### Assigned task
In your copy, leave out the pictures; write out all the data exactly.

### Material provided
= Beginning of Section =
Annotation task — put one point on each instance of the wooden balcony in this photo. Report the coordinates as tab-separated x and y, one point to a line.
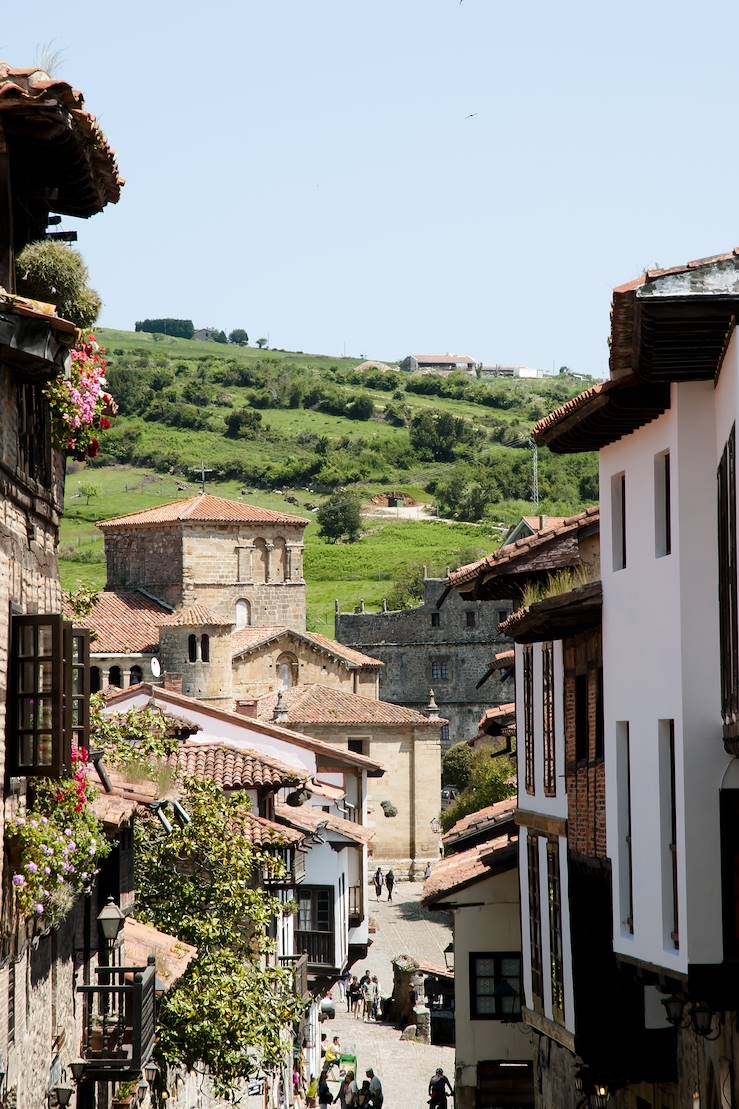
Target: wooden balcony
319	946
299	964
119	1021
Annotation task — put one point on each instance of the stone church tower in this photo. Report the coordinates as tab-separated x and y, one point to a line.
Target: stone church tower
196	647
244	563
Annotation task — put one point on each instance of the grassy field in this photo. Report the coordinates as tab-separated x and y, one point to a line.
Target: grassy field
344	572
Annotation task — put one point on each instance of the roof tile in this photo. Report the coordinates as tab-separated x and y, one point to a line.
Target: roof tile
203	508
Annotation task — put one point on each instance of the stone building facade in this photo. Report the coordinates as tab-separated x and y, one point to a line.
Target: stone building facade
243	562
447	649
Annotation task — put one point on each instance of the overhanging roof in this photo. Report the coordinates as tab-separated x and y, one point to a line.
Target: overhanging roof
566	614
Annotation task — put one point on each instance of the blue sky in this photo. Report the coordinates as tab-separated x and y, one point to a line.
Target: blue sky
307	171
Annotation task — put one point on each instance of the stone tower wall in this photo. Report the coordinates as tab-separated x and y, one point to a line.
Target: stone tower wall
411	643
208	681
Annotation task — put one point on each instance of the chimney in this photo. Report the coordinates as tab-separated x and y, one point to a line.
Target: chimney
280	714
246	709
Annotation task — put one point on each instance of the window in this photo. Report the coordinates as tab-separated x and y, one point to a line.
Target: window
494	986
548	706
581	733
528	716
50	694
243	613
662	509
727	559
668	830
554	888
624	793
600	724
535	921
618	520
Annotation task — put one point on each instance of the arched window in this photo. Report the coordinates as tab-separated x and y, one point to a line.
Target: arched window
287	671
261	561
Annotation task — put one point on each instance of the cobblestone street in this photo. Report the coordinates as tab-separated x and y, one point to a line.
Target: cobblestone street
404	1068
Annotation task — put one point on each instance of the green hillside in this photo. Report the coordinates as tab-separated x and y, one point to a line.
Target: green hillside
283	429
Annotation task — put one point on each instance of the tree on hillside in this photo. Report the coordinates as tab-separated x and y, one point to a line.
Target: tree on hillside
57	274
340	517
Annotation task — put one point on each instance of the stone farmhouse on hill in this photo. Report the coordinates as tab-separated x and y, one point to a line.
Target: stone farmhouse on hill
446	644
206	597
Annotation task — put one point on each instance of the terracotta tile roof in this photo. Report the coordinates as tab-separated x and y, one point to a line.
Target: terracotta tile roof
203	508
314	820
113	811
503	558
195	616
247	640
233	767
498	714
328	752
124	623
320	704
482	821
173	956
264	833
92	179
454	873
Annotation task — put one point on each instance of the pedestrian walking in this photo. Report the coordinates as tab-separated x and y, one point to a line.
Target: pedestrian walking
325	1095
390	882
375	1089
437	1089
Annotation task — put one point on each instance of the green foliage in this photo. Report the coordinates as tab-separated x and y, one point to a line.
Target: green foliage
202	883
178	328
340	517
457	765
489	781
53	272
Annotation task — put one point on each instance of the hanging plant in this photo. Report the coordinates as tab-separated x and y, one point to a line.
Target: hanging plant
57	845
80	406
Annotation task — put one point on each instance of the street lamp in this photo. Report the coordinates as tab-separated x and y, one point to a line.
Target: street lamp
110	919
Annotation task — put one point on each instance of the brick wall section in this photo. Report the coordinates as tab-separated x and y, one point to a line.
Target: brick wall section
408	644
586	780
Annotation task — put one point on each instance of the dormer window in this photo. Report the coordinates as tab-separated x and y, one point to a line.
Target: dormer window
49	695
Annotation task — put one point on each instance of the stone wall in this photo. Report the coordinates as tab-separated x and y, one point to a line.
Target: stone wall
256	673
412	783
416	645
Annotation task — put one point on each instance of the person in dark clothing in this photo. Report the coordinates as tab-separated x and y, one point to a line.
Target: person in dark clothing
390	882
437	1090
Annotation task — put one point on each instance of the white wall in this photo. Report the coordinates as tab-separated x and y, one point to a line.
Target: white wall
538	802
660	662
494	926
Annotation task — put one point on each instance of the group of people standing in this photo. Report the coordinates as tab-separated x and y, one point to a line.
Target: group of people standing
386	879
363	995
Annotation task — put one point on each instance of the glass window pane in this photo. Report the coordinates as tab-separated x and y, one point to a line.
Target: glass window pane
= End of Section =
### Written answer
Annotation task — put one point on each instance of the wooden balcony in this photo. Report the coordinates as tab-separated x and y, one point to a line.
Target: wooden balcony
319	946
299	964
119	1021
Annotation task — put one point on each instance of the stone church tower in this photo. Report the coordinates as tab-separated x and y, one point to a line.
Target: stone church tower
196	647
244	563
Annotation task — put one point on each instance of the grassy field in this photo. Report the coordinates as tab-separated x and y, one point to a line.
Target: grassy field
344	572
Annotation task — put one point on each instance of the roof tile in this photo. Report the coordinates as tab-separated x and y, one point to a line.
Target: roof tile
203	508
Annotation task — put one point on each instance of the stone building facade in this photo. Report the coordinates as tab-separated x and y, one point to a line.
Target: stone building facade
243	562
447	649
Annotation task — put one point on each instance of the overhanging roof in this photo. Report the coordinates as tab-separated x and y, one point to a line.
Target: overhanging roof
566	614
Annotation task — put one point on each instance of the blue sky in this photo. Report the coordinates as tab-separated x and y, one point to a line.
Target: blue sky
307	171
Annotation task — put one point on each instance of the stone tower wall in this photo. Report the coordinates as tab-separated x and y, one point to a line.
Target: stone tower wall
411	643
208	681
Annotation task — put one point on each instance of the chimney in this photo. Report the coordinates as tab-separated x and y, one point to a line.
Target: chimney
280	714
246	709
Annotation task — put one point on each instance of the window in this photo. Report the coordinates as tab-separated x and y, one point to a line.
Target: window
494	986
548	706
581	733
528	716
50	694
243	613
662	509
727	559
668	830
554	888
624	793
600	724
535	921
618	520
Annotation task — put one point on each instance of the arched window in this photo. Report the coordinates as tab-separated x and y, one point to a line.
Target: arched window
287	671
261	561
Annotation task — put one point on each instance of the cobblestone street in this photo. Report the coordinates as tab-separated x and y, one point to a line.
Target: cobblestone street
404	1068
Annotation task — put one point on each instance of the green hillside in this photo. Report the coordinates as tab-separated x and y, one point to a line.
Target: green hillside
283	429
Annotation task — put one point on each instance of the tree on hillside in this photo. Report the coordinates as tab-separated x and y, one point to a line.
Target: tree on hillside
57	274
340	517
Annotation task — put one point on each instance of the stone farmhouse on hill in this photo. Report the coordinates as tab-separated x and y, one point to a line.
Target: stone farmhouse on hill
446	644
206	597
Annotation task — put one point on each instance of the terracotta tile roof in this photo. Report the coordinates as tab-separated x and y, one point to a line.
Target: terracotta tile roof
203	508
314	820
113	811
503	558
195	616
247	640
233	767
498	714
328	752
124	623
320	704
482	821
173	956
264	833
92	179
454	873
Annotation task — put one point on each instance of the pedestrian walking in this photo. Report the coordinates as tab-separated x and y, one point to a line.
Target: pedestrian walking
325	1095
390	882
375	1089
437	1089
Annotation task — put one point on each instance of the green foliage in this photo. Report the coordinates as tab-separated x and y, one point to a line.
Target: green foliage
202	883
178	328
340	517
457	765
489	781
53	272
Annotation task — put one point on each instance of the hanging plant in this photo. Report the coordinates as tab-separated x and y, one point to a line.
Target: hanging plant
57	845
80	406
Annotation task — put one point on each instance of the street lamp in this photo. Report the coordinates as tab-separated x and y, one point to a line.
Target: street lamp
110	919
Annotation task — put one point on each instance of the brick wall section in this photo. Report the coordinates as tab-separated x and y, one point to a line.
Target: brick wall section
408	644
586	780
Annotation task — put one point on each instance of the dormer window in this photo. Report the coordinates as tab-separated x and y, one point to a line.
Target: dormer window
49	695
Annotation task — put one point on each instance of the stone wall in this photo. Report the coordinates as tab-separated x and y, one point to a line.
Target: stone wall
256	673
412	783
416	645
Annotation task — put one point on each instance of the person in dark clothing in this photo. Report the coordinates as tab-separated x and y, one point to a line.
Target: person in dark clothing
390	882
437	1090
Annotation task — put one point on each instance of the white wall in this photo. Report the coordinates as tab-separated x and y, one point to a line.
Target: white wall
538	802
660	662
494	926
Annotation task — put one point on each instance of the group of people standing in this photo. Report the coordinates as tab-separated x and y, one point to a line.
Target: group of people standing
386	879
363	995
Annotation task — put one point on each instance of the glass window pane in this photo. Report the coordinates as tab-separated x and y, one point to a line.
Target: glass window pane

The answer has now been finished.